• _取り組む課題_: 提示テキストから、「本発明の素子は、これまでに述」から「や内部等とすることができる。」までの部分を一字一句変えずに抜き出してください。

• _提示テキスト_:

本発明の素子は、これまでに述べた第1絶縁性基部と第1セル部と第2絶縁性基部以外にも、素子を構成する他の部分を備えることができる。その他の部分としては、例えば、固体電解質体を加熱するヒータ、検知室や大気導入室等となる内室、内室内に被測定ガスを律速させて導入するための律速導入部、第1セル部と同様にイオン導電性を発揮できる他のセル部、各部分の層間の高さを調節する層間調節層及び第2絶縁性基部の多孔質部と非多孔質部との境界が細い導電層と接触することを防止する中間層等を挙げることができる。
【0029】
(4−1)ヒータ
本発明の素子を稼働させるためには第1セル部の備える第1セル部用固体電解質体(後述のように複数のセル部を備える場合にはこれらのセル部が有する各固体電解質体も同様)を所定の温度にまで加熱しないとイオン導電性が十分に発揮され難い。このため、ヒータを備えない素子を用いる場合、例えば、内燃機関の排気ガス中の成分の測定を行う素子では、素子を高温になる排気管内に設置することで素子は自然に所定の温度にまで加熱される場合もある。しかし、内燃機関の作動状態等に依存することなく、常に正確な測定を行うためには第1セル部用固体電解質体を加熱するヒータを備えることが好ましい。
【0030】
このヒータは、通常、発熱部とヒータリード部とを備える。このうち発熱部は電力の供給により実際に昇温する部位であり、ヒータリード部は外部回路からの電力を発熱部まで導く部位である。これらの形状は特に限定されないが、例えば、発熱部はヒータリード部と比較して幅細に形成することができる。また、素子内におけるヒータの位置も特に限定されないが、例えば、第1絶縁性基部の表面及び/又は内部や、第2絶縁性基部の表面や内部等とすることができる。

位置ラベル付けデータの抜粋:

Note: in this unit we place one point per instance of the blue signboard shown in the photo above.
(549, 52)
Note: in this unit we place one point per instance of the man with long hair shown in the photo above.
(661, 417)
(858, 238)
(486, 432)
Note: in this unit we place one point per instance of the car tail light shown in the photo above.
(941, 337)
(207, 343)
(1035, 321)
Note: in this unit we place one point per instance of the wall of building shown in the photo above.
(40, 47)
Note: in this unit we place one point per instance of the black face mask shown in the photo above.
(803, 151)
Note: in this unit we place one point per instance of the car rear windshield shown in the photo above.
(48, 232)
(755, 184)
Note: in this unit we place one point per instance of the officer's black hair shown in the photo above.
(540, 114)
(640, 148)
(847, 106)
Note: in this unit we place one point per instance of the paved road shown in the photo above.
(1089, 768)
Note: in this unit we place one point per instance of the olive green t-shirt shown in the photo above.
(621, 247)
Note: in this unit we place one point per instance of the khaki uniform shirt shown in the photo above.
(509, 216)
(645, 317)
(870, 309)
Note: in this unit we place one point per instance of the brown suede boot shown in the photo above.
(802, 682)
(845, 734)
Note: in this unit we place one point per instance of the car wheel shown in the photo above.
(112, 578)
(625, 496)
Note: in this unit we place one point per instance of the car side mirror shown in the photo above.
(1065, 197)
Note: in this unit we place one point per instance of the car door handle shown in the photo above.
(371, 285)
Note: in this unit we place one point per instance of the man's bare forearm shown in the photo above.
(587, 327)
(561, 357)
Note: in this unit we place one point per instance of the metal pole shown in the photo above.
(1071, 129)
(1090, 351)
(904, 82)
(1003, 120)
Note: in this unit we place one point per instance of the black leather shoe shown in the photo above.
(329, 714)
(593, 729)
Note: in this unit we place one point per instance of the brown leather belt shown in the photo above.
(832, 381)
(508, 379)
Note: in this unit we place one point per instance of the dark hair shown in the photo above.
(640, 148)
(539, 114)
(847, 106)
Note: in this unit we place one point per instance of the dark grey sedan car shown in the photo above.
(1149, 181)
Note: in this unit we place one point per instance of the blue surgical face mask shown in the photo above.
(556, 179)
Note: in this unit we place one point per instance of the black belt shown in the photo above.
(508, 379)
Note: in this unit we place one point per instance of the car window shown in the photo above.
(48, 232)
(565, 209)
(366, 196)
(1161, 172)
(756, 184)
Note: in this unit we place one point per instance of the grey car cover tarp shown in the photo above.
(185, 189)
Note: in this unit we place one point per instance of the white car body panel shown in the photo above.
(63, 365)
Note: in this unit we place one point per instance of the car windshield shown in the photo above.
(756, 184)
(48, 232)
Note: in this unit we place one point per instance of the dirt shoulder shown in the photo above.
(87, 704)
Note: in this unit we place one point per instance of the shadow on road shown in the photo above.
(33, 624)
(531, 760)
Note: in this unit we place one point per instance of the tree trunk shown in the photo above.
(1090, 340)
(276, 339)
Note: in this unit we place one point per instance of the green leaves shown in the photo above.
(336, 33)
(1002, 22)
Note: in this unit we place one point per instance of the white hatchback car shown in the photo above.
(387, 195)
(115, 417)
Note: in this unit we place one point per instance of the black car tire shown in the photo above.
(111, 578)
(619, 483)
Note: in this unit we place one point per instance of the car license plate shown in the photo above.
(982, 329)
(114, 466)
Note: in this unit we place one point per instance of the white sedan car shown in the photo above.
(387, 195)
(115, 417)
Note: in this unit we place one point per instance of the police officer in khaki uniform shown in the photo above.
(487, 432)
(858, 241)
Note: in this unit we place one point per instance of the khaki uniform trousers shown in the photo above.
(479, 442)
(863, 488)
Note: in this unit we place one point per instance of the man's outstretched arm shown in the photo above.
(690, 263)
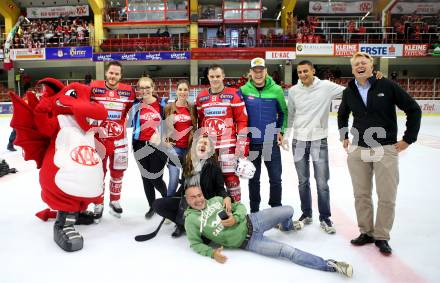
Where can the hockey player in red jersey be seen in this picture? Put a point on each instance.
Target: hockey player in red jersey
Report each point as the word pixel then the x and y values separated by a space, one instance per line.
pixel 222 113
pixel 117 98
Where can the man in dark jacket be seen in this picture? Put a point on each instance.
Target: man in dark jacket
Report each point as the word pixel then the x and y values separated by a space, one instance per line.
pixel 267 119
pixel 375 147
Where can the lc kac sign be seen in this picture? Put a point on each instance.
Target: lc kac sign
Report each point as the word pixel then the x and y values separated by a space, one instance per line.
pixel 280 55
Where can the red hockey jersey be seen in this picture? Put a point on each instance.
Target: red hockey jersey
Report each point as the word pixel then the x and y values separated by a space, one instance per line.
pixel 117 102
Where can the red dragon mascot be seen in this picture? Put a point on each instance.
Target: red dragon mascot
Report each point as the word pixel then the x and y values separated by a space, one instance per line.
pixel 57 132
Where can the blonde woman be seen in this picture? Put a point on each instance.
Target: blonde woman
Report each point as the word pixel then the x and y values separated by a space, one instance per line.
pixel 150 158
pixel 181 121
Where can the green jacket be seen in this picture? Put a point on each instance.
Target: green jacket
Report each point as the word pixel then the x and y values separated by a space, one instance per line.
pixel 265 107
pixel 206 222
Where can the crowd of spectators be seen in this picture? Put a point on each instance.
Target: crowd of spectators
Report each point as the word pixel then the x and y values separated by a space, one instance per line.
pixel 52 33
pixel 306 30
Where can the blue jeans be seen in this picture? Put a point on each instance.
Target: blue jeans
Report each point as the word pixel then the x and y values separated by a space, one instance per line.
pixel 272 159
pixel 174 171
pixel 318 150
pixel 258 243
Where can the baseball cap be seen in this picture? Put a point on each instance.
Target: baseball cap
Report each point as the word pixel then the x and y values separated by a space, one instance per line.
pixel 258 62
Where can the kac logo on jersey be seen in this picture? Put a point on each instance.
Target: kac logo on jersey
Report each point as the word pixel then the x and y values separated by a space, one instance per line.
pixel 181 118
pixel 96 90
pixel 215 111
pixel 226 96
pixel 204 98
pixel 215 126
pixel 114 115
pixel 85 155
pixel 150 117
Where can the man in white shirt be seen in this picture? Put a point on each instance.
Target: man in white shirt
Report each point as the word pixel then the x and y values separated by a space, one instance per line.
pixel 308 110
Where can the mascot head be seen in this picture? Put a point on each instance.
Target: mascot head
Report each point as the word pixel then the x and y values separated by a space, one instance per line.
pixel 73 99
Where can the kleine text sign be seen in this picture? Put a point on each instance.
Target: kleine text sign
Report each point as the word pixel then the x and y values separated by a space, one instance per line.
pixel 280 55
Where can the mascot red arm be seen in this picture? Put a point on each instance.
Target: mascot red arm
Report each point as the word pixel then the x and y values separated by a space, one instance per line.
pixel 58 133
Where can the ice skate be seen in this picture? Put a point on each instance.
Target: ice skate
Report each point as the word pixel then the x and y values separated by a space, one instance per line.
pixel 115 208
pixel 64 232
pixel 97 212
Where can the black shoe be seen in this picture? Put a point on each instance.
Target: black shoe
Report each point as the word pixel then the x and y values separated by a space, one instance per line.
pixel 362 240
pixel 11 147
pixel 306 219
pixel 383 246
pixel 178 231
pixel 85 218
pixel 149 213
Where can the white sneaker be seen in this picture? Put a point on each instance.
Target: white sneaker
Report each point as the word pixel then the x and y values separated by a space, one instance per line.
pixel 341 267
pixel 97 212
pixel 115 208
pixel 298 225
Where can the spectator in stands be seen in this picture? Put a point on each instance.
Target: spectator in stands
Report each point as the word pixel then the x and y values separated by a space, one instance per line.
pixel 220 33
pixel 117 98
pixel 88 79
pixel 375 153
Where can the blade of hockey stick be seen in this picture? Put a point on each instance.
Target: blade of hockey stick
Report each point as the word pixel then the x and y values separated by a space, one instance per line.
pixel 146 237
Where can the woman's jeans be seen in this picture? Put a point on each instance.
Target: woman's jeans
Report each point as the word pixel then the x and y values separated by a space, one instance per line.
pixel 265 220
pixel 174 171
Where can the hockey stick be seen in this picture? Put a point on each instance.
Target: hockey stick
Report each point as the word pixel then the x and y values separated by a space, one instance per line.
pixel 146 237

• _この課題の解答_:
本発明の素子は、これまでに述べた第1絶縁性基部と第1セル部と第2絶縁性基部以外にも、素子を構成する他の部分を備えることができる。その他の部分としては、例えば、固体電解質体を加熱するヒータ、検知室や大気導入室等となる内室、内室内に被測定ガスを律速させて導入するための律速導入部、第1セル部と同様にイオン導電性を発揮できる他のセル部、各部分の層間の高さを調節する層間調節層及び第2絶縁性基部の多孔質部と非多孔質部との境界が細い導電層と接触することを防止する中間層等を挙げることができる。
【0029】
(4−1)ヒータ
本発明の素子を稼働させるためには第1セル部の備える第1セル部用固体電解質体(後述のように複数のセル部を備える場合にはこれらのセル部が有する各固体電解質体も同様)を所定の温度にまで加熱しないとイオン導電性が十分に発揮され難い。このため、ヒータを備えない素子を用いる場合、例えば、内燃機関の排気ガス中の成分の測定を行う素子では、素子を高温になる排気管内に設置することで素子は自然に所定の温度にまで加熱される場合もある。しかし、内燃機関の作動状態等に依存することなく、常に正確な測定を行うためには第1セル部用固体電解質体を加熱するヒータを備えることが好ましい。
【0030】
このヒータは、通常、発熱部とヒータリード部とを備える。このうち発熱部は電力の供給により実際に昇温する部位であり、ヒータリード部は外部回路からの電力を発熱部まで導く部位である。これらの形状は特に限定されないが、例えば、発熱部はヒータリード部と比較して幅細に形成することができる。また、素子内におけるヒータの位置も特に限定されないが、例えば、第1絶縁性基部の表面及び/又は内部や、第2絶縁性基部の表面や内部等とすることができる。